BEGIN SOURCE RECORDS
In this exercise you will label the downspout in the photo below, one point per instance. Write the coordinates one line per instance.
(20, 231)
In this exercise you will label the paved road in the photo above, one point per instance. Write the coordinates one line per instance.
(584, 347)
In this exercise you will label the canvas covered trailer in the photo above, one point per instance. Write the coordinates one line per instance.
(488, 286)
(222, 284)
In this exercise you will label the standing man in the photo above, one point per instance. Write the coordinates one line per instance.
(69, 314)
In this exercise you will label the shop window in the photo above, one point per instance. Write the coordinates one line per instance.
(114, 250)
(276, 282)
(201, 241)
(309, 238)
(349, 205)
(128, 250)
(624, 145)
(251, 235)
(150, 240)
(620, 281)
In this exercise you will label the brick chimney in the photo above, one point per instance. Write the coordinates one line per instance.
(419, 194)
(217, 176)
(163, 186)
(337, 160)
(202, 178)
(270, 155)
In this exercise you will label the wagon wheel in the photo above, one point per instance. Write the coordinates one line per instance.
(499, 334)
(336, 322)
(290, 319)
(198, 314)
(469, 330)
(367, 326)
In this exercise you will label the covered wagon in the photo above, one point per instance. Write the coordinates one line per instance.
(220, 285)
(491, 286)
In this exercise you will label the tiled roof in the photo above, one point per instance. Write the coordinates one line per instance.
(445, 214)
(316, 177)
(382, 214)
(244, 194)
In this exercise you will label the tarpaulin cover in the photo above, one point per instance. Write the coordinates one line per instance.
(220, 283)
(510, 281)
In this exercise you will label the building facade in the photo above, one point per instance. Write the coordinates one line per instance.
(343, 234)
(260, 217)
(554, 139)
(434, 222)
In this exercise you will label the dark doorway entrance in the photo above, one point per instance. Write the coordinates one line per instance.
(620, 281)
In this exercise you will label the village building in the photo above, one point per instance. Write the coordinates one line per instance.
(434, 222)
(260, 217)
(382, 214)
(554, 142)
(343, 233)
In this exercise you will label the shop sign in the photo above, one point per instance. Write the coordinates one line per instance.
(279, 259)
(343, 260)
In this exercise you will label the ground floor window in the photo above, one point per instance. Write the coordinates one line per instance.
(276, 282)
END SOURCE RECORDS
● WORK TO COMPLETE
Every entry, from the first line to the last, should be retyped exactly.

● RESPONSE AREA
In this exercise you will label the downspout in the photo below, one point per instance. Write the coordinates one line per instance.
(20, 231)
In this exercise you will label the paved road in the photo above, one point per instance. Write the coordinates one line per instance.
(584, 347)
In this exercise you will label the canvas covered trailer in the photo above, one point per instance. Write the coordinates one line per instance.
(488, 286)
(222, 284)
In this exercise you will label the standing man in the photo above, one point per instance. Write the coordinates one line per instance.
(69, 314)
In this exercise you will label the shop window in the photo above, one point per instance. Write the coordinates one line per instance.
(114, 250)
(276, 282)
(201, 241)
(309, 238)
(349, 205)
(128, 250)
(624, 145)
(251, 235)
(150, 240)
(620, 281)
In this exercise you will label the brick chimney in the photo above, one point per instance. Write the coordinates one line per instance.
(419, 194)
(217, 176)
(163, 186)
(337, 160)
(202, 178)
(270, 155)
In this exercise you will label the wagon wheel in the photo above, one point per instance. Write the coordinates one line per instance.
(499, 334)
(336, 322)
(290, 319)
(198, 314)
(469, 330)
(367, 326)
In this exercise you will label the covered wagon in the photo above, one point per instance. Write the coordinates one line per instance.
(220, 285)
(491, 286)
In this exercise you will label the tiled roof in the photo above, one point per instance. Write the coordinates one line per instance.
(445, 214)
(316, 177)
(382, 214)
(244, 194)
In this exercise you will label the tarpaulin cover in the photo above, one point per instance. Write the coordinates one line per instance.
(220, 283)
(510, 281)
In this exercise you will label the building facade in the photo above, one point per instance. Write the coordinates one line per instance.
(343, 234)
(260, 217)
(554, 139)
(434, 222)
In this exercise you will label the dark doorway entrance in the photo above, one point per instance. Write the coordinates one line per instance.
(620, 281)
In this exercise you will label the village building in the photo above, one point per instance. Write the coordinates one line per instance.
(434, 222)
(260, 217)
(382, 214)
(554, 142)
(343, 233)
In this exercise you will label the shop sign in the photo above, one point per instance. Write the coordinates one line per instance.
(279, 259)
(343, 260)
In this exercise you will label the ground floor window in the photo above, one point per instance. Write the coordinates one line per instance.
(276, 282)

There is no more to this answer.